** Opening DATA block **
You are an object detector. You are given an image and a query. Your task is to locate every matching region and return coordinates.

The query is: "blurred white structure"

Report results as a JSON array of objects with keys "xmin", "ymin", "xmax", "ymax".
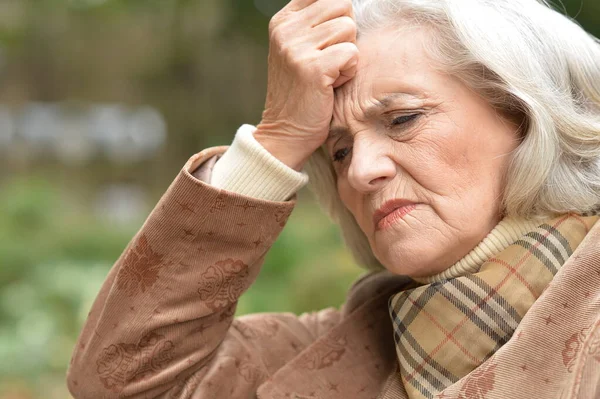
[{"xmin": 0, "ymin": 102, "xmax": 167, "ymax": 165}]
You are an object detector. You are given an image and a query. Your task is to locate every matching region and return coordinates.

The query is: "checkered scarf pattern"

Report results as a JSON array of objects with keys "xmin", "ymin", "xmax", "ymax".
[{"xmin": 388, "ymin": 213, "xmax": 600, "ymax": 399}]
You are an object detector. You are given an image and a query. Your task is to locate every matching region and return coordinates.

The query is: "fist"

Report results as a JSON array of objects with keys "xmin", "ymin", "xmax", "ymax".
[{"xmin": 255, "ymin": 0, "xmax": 359, "ymax": 171}]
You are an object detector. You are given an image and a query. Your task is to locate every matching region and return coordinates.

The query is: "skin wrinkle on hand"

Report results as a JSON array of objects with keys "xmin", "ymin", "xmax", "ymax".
[{"xmin": 329, "ymin": 25, "xmax": 521, "ymax": 279}]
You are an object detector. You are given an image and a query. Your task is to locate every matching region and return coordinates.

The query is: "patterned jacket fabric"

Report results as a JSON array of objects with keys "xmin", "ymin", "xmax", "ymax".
[{"xmin": 67, "ymin": 146, "xmax": 600, "ymax": 399}]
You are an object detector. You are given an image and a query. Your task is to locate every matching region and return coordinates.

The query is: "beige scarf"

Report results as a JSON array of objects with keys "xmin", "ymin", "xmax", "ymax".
[{"xmin": 388, "ymin": 213, "xmax": 600, "ymax": 399}]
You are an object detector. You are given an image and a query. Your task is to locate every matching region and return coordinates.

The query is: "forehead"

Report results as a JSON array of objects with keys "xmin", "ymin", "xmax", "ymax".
[{"xmin": 331, "ymin": 26, "xmax": 436, "ymax": 124}]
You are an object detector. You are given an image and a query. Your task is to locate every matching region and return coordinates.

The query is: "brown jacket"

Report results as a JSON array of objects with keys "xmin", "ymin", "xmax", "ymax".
[{"xmin": 67, "ymin": 146, "xmax": 600, "ymax": 399}]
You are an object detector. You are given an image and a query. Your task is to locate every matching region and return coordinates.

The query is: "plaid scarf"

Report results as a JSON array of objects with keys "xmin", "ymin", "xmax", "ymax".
[{"xmin": 388, "ymin": 213, "xmax": 600, "ymax": 399}]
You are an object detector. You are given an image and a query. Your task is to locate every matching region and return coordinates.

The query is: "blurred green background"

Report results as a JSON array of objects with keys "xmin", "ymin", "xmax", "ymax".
[{"xmin": 0, "ymin": 0, "xmax": 597, "ymax": 398}]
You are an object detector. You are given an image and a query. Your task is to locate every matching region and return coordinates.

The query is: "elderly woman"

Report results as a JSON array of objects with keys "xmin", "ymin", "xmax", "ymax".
[{"xmin": 67, "ymin": 0, "xmax": 600, "ymax": 398}]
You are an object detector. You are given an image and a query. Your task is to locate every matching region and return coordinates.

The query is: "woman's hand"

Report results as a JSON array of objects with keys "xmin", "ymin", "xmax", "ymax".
[{"xmin": 254, "ymin": 0, "xmax": 359, "ymax": 171}]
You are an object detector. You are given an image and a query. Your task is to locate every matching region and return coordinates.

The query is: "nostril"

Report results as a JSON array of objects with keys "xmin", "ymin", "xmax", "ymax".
[{"xmin": 369, "ymin": 176, "xmax": 388, "ymax": 185}]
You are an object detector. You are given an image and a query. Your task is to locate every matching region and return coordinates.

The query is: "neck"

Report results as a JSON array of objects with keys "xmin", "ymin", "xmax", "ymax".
[{"xmin": 413, "ymin": 217, "xmax": 540, "ymax": 284}]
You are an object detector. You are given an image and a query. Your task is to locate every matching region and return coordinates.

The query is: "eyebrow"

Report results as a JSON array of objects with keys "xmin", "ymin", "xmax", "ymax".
[{"xmin": 326, "ymin": 92, "xmax": 414, "ymax": 143}]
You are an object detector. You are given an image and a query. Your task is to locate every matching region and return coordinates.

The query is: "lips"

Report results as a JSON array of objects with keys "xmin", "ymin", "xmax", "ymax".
[{"xmin": 373, "ymin": 199, "xmax": 418, "ymax": 230}]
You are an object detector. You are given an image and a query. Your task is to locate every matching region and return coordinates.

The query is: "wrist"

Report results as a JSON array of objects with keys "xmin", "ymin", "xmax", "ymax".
** Closing DATA block **
> [WHAT YOU ARE ASKED TO DO]:
Among the lines of these entries, find those that contain "woman". Give their number and nothing else.

> [YOUR SOLUTION]:
2